## [What you will do]
• 1. According to the Avastin article, how long has Christi Turnage been taking the drug?
• 2. Repeat the stretch of the Avastin article from "Opinions over the" through "against to do so.".
• 3. Pick up the Avastin article after its final sentence and keep writing.

## [Provided text]
○ ○ ○ ○ ○ ○ ○
U.S. Food and Drug Administration advisers rejected Roche Holding AG’s breast cancer drug, Avastin. They said it was not safe or clinically beneficial. Avastin’s approval as breast cancer medication may be revoked and FDA Commissioner Margaret Hamburg said the final decision is due later. Cleveland Clinic Taussig Cancer Institute professor Mikkael Sekeres who was a member of the FDA panel, said there’s nothing about the drug that makes them comfortable exposing a lot of patients to risk without a clear benefit. The decision could jeopardize the $8,000-a-month Avastin and the ongoing treatment of about 17,000 women. On the decision, a tearful Christi Turnage said she is on Avastin alone, which is keeping her alive without chemo. She has been taking the drug for 8 years. Her HMO warned of stop-coverage for the drug if FDA disapproves it. She said she doesn’t qualify for a single drug trial in the U.S. or Canada because she has no symptoms of disease.
Opinions over the drug are at odds but some will continue coverage. Dr. Leonard Lichtenfeld of the American Cancer Society said the FDA clearly believes there is no evidence of significant benefit in metastatic breast cancer, but other qualified experts are clearly on the other side. Potentially, Roche could lose about $1 billion out of $6 billion Avastin revenue. Other markets continue the use of Avastin for breast cancer and for other indications and does not affect their Roche evaluation overall, said analyst Karen Andersen. She sees U.S. Avastin sales to fall from 2010’s $800 million to $400 this year. Roche asks that Avastin continue to be available to patients as further studies on its clinical benefits are conducted which may take 3.5 years, said FDA officials. Panel member Dr. Ralph Freedman said the FDA has to protect patients and may have to decide against to do so.
○ ○ ○ ○ ○ ○ ○
## [Recorded information]
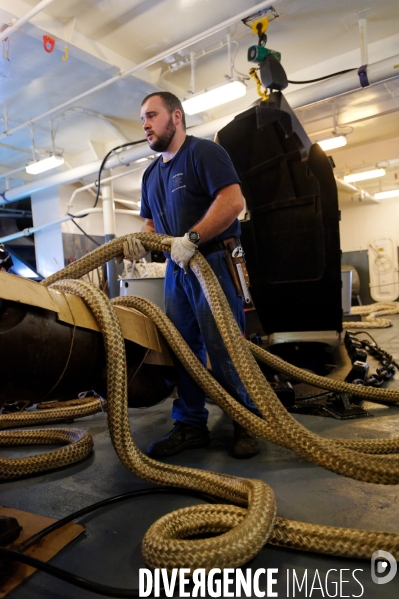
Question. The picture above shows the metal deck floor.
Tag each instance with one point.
(109, 551)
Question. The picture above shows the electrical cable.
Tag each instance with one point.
(322, 78)
(131, 143)
(84, 232)
(15, 554)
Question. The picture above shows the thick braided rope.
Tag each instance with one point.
(78, 445)
(51, 415)
(163, 545)
(372, 314)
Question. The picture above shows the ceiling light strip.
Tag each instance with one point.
(145, 64)
(384, 195)
(364, 175)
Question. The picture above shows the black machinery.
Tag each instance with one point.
(291, 237)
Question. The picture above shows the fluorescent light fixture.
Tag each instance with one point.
(214, 96)
(39, 166)
(333, 142)
(383, 195)
(363, 175)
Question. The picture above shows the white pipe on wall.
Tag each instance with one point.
(353, 189)
(341, 84)
(85, 212)
(20, 22)
(122, 158)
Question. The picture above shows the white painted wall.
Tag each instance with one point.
(48, 242)
(360, 223)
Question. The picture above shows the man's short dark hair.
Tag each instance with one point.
(171, 103)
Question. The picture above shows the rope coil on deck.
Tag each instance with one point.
(244, 530)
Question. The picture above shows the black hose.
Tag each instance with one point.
(15, 554)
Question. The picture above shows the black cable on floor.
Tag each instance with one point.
(131, 143)
(322, 78)
(16, 554)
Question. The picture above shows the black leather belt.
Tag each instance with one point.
(214, 246)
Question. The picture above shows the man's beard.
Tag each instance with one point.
(162, 141)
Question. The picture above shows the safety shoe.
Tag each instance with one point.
(245, 444)
(181, 437)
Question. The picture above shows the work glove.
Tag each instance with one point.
(181, 250)
(133, 249)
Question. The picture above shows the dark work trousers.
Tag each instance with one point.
(188, 309)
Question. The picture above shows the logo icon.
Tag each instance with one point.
(383, 563)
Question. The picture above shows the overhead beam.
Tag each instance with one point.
(80, 46)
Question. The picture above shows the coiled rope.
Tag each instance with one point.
(243, 530)
(372, 314)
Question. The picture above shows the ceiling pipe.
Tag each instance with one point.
(20, 22)
(353, 189)
(341, 84)
(377, 72)
(145, 64)
(120, 159)
(85, 212)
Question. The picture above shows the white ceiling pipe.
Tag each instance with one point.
(353, 189)
(20, 22)
(341, 84)
(363, 42)
(145, 64)
(122, 158)
(87, 211)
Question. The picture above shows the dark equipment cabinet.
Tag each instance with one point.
(291, 239)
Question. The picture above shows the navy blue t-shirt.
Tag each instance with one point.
(177, 194)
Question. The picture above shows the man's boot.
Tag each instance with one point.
(245, 444)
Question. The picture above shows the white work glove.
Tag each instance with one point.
(133, 249)
(181, 250)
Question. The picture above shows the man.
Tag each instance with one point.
(5, 259)
(192, 193)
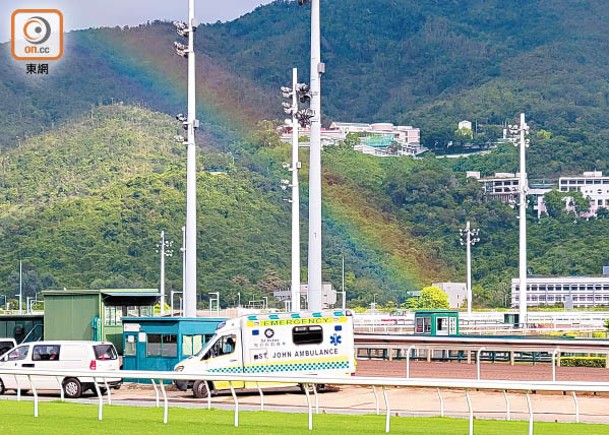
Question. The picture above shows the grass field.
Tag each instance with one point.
(68, 418)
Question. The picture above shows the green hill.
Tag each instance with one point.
(91, 173)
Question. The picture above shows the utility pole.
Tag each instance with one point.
(295, 200)
(522, 130)
(20, 286)
(317, 69)
(190, 123)
(469, 237)
(522, 262)
(165, 252)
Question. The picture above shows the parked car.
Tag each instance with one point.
(6, 344)
(60, 355)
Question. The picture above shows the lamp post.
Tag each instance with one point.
(298, 92)
(164, 248)
(217, 300)
(469, 237)
(521, 130)
(20, 286)
(190, 123)
(183, 251)
(343, 292)
(314, 257)
(174, 292)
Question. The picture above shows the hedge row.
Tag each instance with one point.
(583, 361)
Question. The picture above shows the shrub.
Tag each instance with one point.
(583, 361)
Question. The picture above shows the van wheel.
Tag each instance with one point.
(201, 389)
(72, 388)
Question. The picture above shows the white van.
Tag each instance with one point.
(59, 355)
(289, 343)
(6, 344)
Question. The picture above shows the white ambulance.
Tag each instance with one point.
(301, 343)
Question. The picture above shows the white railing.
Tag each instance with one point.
(373, 382)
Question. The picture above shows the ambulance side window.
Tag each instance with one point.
(312, 334)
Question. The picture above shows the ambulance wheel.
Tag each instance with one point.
(201, 389)
(311, 387)
(72, 388)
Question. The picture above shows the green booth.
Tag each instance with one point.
(159, 343)
(85, 314)
(436, 322)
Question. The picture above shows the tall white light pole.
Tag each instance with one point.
(295, 165)
(522, 130)
(314, 258)
(183, 251)
(20, 286)
(522, 262)
(298, 92)
(343, 293)
(469, 237)
(190, 124)
(165, 251)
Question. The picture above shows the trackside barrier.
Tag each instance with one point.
(383, 346)
(313, 381)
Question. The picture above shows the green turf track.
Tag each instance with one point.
(68, 418)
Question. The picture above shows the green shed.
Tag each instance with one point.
(94, 314)
(436, 322)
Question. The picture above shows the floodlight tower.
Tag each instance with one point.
(317, 69)
(299, 92)
(164, 248)
(190, 123)
(522, 130)
(469, 237)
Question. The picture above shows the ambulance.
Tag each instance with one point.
(318, 343)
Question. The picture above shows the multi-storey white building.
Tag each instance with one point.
(592, 185)
(456, 292)
(383, 139)
(575, 291)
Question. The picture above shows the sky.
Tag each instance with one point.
(81, 14)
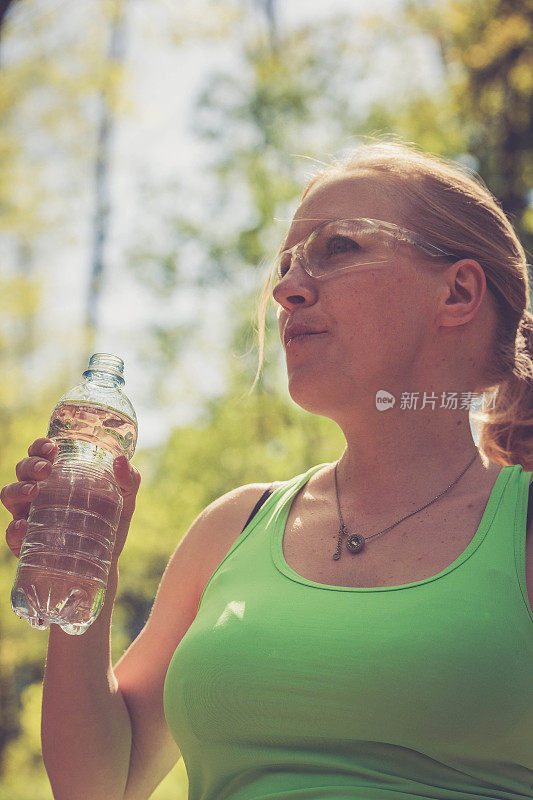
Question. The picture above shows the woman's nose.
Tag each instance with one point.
(296, 287)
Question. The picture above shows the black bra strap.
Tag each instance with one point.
(275, 485)
(264, 496)
(530, 505)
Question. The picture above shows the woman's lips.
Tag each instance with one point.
(300, 337)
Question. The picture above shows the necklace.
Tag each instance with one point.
(355, 543)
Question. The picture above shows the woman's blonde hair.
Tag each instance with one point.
(452, 207)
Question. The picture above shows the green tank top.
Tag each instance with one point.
(288, 689)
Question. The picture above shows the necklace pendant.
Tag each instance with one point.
(355, 543)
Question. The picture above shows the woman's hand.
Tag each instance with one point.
(37, 467)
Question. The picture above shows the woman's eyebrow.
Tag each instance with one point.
(319, 220)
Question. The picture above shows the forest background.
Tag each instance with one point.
(161, 260)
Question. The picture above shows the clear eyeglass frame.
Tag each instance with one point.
(390, 230)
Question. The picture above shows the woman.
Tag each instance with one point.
(368, 634)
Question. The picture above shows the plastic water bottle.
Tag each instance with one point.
(66, 553)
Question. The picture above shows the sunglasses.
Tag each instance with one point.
(349, 243)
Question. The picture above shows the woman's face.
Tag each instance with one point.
(377, 318)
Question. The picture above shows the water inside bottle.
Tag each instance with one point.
(64, 561)
(94, 423)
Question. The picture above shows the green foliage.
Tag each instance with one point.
(296, 96)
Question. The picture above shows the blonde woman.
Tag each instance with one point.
(368, 635)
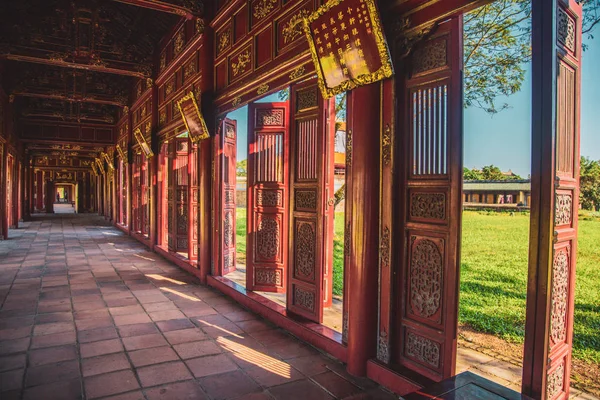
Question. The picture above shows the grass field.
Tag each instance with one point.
(494, 276)
(494, 279)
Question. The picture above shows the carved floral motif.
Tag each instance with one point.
(229, 198)
(563, 209)
(555, 382)
(566, 29)
(179, 42)
(386, 145)
(262, 8)
(305, 250)
(345, 327)
(293, 28)
(240, 65)
(426, 270)
(262, 89)
(349, 148)
(422, 349)
(560, 291)
(268, 198)
(224, 40)
(268, 238)
(431, 55)
(384, 251)
(306, 199)
(297, 73)
(304, 298)
(428, 205)
(383, 348)
(265, 276)
(189, 70)
(306, 99)
(228, 229)
(269, 117)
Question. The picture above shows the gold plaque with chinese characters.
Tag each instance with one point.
(192, 118)
(348, 46)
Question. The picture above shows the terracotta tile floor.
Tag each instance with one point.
(88, 313)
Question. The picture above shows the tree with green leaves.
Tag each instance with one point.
(589, 184)
(497, 46)
(488, 173)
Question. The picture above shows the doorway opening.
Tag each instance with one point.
(496, 190)
(65, 198)
(276, 169)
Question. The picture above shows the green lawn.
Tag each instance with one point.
(494, 275)
(494, 279)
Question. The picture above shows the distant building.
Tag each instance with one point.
(497, 193)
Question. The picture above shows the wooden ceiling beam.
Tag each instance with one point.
(162, 6)
(64, 97)
(139, 72)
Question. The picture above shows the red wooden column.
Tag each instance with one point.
(3, 190)
(363, 121)
(204, 208)
(39, 188)
(554, 198)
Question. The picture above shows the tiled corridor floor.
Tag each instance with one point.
(88, 312)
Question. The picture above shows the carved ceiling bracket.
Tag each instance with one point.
(405, 37)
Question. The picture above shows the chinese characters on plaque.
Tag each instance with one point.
(192, 118)
(347, 45)
(141, 140)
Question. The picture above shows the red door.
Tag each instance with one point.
(267, 197)
(181, 193)
(194, 194)
(309, 286)
(228, 163)
(428, 280)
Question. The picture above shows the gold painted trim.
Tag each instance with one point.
(385, 71)
(204, 134)
(139, 137)
(108, 161)
(100, 165)
(122, 154)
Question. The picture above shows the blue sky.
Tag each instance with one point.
(503, 139)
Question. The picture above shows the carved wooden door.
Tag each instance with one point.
(228, 164)
(310, 260)
(425, 339)
(194, 194)
(163, 188)
(267, 197)
(137, 194)
(171, 223)
(181, 193)
(146, 196)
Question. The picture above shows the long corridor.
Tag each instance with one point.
○ ○ ○ ○ ○ ○ ○
## [Responses per task]
• 1. 8 years

• 2.
Opinions over the drug are at odds but some will continue coverage. Dr. Leonard Lichtenfeld of the American Cancer Society said the FDA clearly believes there is no evidence of significant benefit in metastatic breast cancer, but other qualified experts are clearly on the other side. Potentially, Roche could lose about $1 billion out of $6 billion Avastin revenue. Other markets continue the use of Avastin for breast cancer and for other indications and does not affect their Roche evaluation overall, said analyst Karen Andersen. She sees U.S. Avastin sales to fall from 2010’s $800 million to $400 this year. Roche asks that Avastin continue to be available to patients as further studies on its clinical benefits are conducted which may take 3.5 years, said FDA officials. Panel member Dr. Ralph Freedman said the FDA has to protect patients and may have to decide against to do so.

• 3.
When the study said the drug stalled breast cancer growth combined with chemotherapy, it was given approval in 2008. The FDA asked Roche to continue the studies which found that the drug showed no proof of extending the lives of patients with advanced breast cancer. Some suffered brutal side effects but Roche said it was only a total of 3% of Avastin takers. In December, the FDA wanted to revoke Avastin’s use for breast cancer but continue its distribution for colon, lung, brain and kidney cancers.
Genentech’ chief medical officer Dr. Hal Barron said they are very disappointed by the committee’s recommendation and hope the Commissioner does not decide to remove an important medicine for an incurable disease. Despite FDA’s decision, Roche plans to continue follow-up studies and see Avastin’s efficacy when combined with chemotherapy called paclitaxel. They will try to see which patients respond to treatments.